■ **Tarefa 1**
Copie do texto sobre Joana Canas Varanda o trecho que vai de "Joana era advogada, com" a "rendimento do beneficiário.".
■ **Tarefa 2**
Escreva a continuação do texto sobre Joana Canas Varanda, começando logo depois da última frase.

Em memória e respeito de Joana Canas Varanda
NA TRADICIONAL
retrospetiva do ano, sobressai a trágica história de Joana Canas Varanda, que morreu em março, vítima de uma doença oncológica, deixando um filho de 6 meses. O desfecho é triste, mas os contornos que marcaram os seus últimos dias de vida é que são verdadeiramente revoltantes e não podem cair no esquecimento.
Joana era advogada, com escritório próprio em Aveiro. Não tinha um contrato de trabalho, logo não descontava para a Segurança Social, mas para a CPAS – a Caixa de Previdência dos Advogados e Solicitadores – um sistema de contribuições sociais autónomo que cobra, no mínimo, 267,94 euros por mês, independentemente no rendimento do beneficiário.
Por outro lado, Joana também não pertencia a uma das sociedades de advogados que, voluntariamente e fazendo mais do que a lei obriga, conferem o rendimento mensal aos advogados após o nascimento de um filho ou na pendência de uma doença grave.

■ **Dados guardados**
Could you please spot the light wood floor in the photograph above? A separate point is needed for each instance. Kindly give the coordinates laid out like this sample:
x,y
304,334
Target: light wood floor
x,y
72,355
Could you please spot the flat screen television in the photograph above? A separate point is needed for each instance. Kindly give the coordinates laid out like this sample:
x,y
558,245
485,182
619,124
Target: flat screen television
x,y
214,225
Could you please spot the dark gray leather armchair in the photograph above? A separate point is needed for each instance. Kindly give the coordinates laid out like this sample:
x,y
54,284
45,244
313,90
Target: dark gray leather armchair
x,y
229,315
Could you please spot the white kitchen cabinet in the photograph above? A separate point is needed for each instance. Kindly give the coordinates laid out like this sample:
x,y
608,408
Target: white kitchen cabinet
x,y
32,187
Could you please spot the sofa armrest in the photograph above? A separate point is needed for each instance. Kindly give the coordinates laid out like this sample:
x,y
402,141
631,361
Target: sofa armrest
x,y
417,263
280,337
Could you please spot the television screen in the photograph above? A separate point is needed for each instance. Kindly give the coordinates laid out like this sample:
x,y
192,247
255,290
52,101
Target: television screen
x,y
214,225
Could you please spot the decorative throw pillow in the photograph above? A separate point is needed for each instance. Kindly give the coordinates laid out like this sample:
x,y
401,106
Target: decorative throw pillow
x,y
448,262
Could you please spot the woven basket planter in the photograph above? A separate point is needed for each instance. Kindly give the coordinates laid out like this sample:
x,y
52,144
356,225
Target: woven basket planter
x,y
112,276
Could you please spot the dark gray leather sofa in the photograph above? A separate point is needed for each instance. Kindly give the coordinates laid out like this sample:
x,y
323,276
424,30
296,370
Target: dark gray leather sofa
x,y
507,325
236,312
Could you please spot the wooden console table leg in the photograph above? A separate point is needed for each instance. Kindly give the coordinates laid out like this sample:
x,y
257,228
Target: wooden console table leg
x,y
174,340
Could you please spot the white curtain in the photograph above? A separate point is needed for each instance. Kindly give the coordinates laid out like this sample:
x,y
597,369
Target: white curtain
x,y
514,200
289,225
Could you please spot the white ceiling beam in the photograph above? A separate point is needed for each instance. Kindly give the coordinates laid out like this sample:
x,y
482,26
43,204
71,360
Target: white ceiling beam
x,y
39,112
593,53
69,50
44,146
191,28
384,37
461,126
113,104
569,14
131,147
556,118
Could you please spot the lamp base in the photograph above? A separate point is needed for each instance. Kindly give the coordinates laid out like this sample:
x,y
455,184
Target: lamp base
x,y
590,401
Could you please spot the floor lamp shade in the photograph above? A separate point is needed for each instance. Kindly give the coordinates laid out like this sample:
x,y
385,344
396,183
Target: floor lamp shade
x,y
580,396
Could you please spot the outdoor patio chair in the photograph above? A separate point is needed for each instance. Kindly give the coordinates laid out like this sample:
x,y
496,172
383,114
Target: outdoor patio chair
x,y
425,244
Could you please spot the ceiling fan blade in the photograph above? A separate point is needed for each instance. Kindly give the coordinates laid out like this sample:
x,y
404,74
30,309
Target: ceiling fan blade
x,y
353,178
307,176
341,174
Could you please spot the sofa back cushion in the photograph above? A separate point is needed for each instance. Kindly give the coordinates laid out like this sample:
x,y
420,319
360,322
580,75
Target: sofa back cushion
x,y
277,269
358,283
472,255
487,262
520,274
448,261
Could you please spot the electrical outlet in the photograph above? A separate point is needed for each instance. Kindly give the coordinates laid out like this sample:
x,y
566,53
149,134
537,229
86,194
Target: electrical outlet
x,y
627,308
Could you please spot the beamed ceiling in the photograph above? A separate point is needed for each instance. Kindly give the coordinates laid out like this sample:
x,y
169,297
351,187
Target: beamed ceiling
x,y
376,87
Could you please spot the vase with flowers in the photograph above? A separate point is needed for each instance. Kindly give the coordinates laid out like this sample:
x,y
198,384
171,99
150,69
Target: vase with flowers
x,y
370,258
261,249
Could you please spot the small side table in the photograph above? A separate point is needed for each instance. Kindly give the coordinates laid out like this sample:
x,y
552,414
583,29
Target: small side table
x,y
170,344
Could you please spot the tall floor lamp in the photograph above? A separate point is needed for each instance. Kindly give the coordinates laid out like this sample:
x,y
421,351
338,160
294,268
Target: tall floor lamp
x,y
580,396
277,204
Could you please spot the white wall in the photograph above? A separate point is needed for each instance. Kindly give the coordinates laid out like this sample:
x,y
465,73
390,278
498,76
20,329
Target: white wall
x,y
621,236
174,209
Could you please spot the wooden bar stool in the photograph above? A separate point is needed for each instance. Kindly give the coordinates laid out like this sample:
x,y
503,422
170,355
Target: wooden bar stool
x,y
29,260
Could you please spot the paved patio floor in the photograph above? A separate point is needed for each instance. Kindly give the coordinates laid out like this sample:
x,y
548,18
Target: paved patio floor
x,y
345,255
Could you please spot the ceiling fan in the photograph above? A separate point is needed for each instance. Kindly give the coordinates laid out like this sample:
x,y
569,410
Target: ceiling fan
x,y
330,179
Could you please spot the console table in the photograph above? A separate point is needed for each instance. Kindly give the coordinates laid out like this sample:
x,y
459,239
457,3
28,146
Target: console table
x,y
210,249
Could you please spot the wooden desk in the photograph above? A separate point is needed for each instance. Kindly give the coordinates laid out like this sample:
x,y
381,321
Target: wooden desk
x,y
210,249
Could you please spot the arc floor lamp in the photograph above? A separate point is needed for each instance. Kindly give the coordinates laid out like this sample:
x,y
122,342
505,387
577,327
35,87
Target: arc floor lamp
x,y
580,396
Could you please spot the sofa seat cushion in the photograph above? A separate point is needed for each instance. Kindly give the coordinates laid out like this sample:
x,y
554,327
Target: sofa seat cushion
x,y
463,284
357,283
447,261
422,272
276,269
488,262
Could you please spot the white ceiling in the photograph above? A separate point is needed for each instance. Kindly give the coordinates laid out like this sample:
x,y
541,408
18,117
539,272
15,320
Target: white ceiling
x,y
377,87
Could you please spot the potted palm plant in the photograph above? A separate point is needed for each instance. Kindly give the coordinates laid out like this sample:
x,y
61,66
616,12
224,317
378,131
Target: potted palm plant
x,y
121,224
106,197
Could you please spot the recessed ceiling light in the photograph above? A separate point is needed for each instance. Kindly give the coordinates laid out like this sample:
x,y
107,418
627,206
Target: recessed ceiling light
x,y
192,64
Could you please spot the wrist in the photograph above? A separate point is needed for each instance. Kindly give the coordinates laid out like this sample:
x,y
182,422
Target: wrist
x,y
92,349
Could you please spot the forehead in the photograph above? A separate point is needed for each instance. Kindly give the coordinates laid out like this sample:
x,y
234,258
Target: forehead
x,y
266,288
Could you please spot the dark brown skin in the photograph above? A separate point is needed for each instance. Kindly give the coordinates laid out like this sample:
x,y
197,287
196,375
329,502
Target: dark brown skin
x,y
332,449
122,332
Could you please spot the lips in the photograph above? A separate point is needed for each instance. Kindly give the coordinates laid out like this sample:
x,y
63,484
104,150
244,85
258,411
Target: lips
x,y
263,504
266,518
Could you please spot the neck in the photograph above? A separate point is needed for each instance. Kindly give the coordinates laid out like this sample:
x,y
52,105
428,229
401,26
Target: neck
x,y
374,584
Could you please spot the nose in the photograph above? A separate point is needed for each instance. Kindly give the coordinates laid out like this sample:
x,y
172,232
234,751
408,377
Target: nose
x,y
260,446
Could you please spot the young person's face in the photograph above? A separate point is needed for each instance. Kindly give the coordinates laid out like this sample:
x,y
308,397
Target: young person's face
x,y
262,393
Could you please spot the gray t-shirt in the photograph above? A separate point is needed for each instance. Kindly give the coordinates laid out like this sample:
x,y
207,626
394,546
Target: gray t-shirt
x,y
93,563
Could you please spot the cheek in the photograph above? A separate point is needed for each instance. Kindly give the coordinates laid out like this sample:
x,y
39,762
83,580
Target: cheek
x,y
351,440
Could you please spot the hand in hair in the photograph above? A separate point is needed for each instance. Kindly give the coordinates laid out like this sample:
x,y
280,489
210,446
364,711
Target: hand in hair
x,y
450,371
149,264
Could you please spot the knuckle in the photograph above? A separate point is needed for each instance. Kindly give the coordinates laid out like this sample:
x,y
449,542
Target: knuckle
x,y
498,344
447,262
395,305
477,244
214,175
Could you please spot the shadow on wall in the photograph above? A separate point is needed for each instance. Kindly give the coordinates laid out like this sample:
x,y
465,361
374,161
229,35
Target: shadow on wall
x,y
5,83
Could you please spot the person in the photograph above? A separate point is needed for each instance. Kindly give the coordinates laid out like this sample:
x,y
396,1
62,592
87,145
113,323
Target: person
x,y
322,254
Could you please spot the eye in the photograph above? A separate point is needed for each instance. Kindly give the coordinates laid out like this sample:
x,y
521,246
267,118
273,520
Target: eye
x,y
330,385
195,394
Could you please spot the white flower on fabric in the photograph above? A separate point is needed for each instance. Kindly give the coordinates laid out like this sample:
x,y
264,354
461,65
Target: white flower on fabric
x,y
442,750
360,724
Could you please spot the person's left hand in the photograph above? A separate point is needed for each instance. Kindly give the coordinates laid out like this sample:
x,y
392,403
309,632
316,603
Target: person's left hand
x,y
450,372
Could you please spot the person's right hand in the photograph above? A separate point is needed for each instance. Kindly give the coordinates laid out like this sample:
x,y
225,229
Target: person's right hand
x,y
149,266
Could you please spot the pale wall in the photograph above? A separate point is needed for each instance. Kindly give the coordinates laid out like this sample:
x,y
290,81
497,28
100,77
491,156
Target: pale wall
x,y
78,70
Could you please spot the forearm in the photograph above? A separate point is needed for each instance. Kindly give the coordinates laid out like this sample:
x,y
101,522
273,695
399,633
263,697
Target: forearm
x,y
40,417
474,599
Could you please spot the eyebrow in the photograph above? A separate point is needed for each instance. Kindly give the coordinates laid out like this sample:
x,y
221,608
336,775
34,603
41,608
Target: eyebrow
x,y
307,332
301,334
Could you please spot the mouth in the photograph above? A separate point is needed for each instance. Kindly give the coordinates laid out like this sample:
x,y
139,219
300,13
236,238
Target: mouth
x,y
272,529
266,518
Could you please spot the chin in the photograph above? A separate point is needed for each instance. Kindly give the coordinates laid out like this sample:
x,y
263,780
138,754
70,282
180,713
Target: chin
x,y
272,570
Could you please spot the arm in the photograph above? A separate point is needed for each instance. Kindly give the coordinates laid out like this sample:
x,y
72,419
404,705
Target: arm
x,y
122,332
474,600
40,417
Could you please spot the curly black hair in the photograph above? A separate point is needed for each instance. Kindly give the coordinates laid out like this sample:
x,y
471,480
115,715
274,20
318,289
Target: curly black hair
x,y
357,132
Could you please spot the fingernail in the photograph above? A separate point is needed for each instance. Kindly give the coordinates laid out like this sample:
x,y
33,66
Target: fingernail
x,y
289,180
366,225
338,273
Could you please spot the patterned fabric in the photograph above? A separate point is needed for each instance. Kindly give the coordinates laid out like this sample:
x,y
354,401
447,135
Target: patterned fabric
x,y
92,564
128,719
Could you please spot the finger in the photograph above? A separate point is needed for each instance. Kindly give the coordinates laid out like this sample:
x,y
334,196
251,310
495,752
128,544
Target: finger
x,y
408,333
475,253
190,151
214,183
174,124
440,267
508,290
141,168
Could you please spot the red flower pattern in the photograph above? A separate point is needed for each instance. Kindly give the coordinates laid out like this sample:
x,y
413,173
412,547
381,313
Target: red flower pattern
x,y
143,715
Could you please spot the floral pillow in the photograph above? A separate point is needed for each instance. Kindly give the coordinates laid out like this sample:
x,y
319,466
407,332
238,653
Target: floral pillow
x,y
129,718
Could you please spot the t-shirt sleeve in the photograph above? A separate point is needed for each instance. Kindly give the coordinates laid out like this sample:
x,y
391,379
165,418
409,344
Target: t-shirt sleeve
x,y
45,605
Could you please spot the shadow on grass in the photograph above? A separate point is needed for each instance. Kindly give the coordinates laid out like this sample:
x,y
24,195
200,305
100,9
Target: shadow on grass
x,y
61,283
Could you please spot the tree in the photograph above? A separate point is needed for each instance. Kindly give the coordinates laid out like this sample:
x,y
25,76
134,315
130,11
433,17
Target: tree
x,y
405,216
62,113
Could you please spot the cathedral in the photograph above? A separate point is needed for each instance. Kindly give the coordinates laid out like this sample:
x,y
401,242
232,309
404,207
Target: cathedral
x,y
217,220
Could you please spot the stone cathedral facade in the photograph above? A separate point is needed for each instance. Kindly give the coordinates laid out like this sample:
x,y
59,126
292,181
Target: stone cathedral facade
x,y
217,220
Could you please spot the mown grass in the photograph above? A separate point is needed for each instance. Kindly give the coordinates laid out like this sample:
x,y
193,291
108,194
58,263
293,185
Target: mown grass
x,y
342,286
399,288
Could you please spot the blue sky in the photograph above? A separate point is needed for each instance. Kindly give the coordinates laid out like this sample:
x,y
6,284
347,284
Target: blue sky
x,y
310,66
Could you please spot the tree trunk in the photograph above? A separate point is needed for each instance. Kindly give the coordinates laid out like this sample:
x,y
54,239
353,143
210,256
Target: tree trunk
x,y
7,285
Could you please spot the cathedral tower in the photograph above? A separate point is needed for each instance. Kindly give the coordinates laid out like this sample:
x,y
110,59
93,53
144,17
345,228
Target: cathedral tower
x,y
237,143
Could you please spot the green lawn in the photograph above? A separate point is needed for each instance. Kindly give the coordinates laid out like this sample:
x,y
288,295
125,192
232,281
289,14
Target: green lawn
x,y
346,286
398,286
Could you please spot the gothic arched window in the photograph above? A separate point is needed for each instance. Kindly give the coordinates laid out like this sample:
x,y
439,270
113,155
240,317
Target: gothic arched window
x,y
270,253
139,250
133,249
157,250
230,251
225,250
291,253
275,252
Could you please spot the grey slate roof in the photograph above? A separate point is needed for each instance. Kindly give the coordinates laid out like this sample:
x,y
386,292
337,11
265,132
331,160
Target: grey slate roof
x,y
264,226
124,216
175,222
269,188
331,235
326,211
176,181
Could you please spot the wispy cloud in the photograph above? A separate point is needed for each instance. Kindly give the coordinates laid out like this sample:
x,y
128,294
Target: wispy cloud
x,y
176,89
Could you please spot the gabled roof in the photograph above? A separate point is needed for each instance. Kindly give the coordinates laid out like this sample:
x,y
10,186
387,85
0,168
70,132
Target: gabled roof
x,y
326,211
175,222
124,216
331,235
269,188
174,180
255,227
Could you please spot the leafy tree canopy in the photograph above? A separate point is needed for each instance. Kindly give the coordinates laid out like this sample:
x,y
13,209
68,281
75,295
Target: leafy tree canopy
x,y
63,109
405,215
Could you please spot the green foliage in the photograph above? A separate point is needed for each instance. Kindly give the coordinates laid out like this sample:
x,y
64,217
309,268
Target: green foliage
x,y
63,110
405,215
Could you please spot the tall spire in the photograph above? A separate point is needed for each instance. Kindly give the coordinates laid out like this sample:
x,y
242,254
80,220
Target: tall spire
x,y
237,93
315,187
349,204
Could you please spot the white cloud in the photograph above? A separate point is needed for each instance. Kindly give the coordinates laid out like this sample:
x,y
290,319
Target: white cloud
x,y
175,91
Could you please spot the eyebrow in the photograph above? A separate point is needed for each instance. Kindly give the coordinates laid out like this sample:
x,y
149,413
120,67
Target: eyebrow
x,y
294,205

■ **Resultado 1**
Joana era advogada, com escritório próprio em Aveiro. Não tinha um contrato de trabalho, logo não descontava para a Segurança Social, mas para a CPAS – a Caixa de Previdência dos Advogados e Solicitadores – um sistema de contribuições sociais autónomo que cobra, no mínimo, 267,94 euros por mês, independentemente no rendimento do beneficiário.

■ **Resultado 2**
A CPAS, ao contrário da Segurança Social, apenas prevê a reforma, invalidez ou morte dos beneficiários, sendo praticamente omissa em situações de pós-parto ou doença. Ainda assim, os advogados independentes não podem escolher: têm mesmo de descontar para a CPAS e não podem descontar para a SS, não obstante a maioria ter votado, em referendo, pelo direito de opção entre os dois sistemas.
Quando Joana deu à luz em 2021, recebeu, da CPAS, menos de 600 euros. Foi o total de apoio público à maternidade que teve. Não teve qualquer licença, nem subsídios. Na ausência de grandes riquezas, precisou de trabalhar logo a seguir, como dezenas de outras advogadas na mesma situação que ela. É uma desproteção e vulnerabilidade aberrante, indigna de um país membro da União Europeia, supostamente com um Estado Social forte.
A acrescer ao pós-parto, Joana Canas Varanda era também doente oncológica. Se contribuísse para a Segurança Social, tinha duplo fundamento para estar de baixa. Como contribuiu para a CPAS, escreveu peças processuais e atendeu chamadas de clientes enquanto fazia quimioterapia.
Com muita coragem, Joana denunciou a sua situação nas redes sociais, em especial no Facebook. De vários colegas advogados e solicitadores recebeu empatia e solidariedade até ao fim dos seus dias.
Em homenagem e respeito à memória de Joana Canas Varanda, não basta a nossa compaixão. É preciso garantir, com urgência, os mais básicos direitos sociais aos advogados independentes.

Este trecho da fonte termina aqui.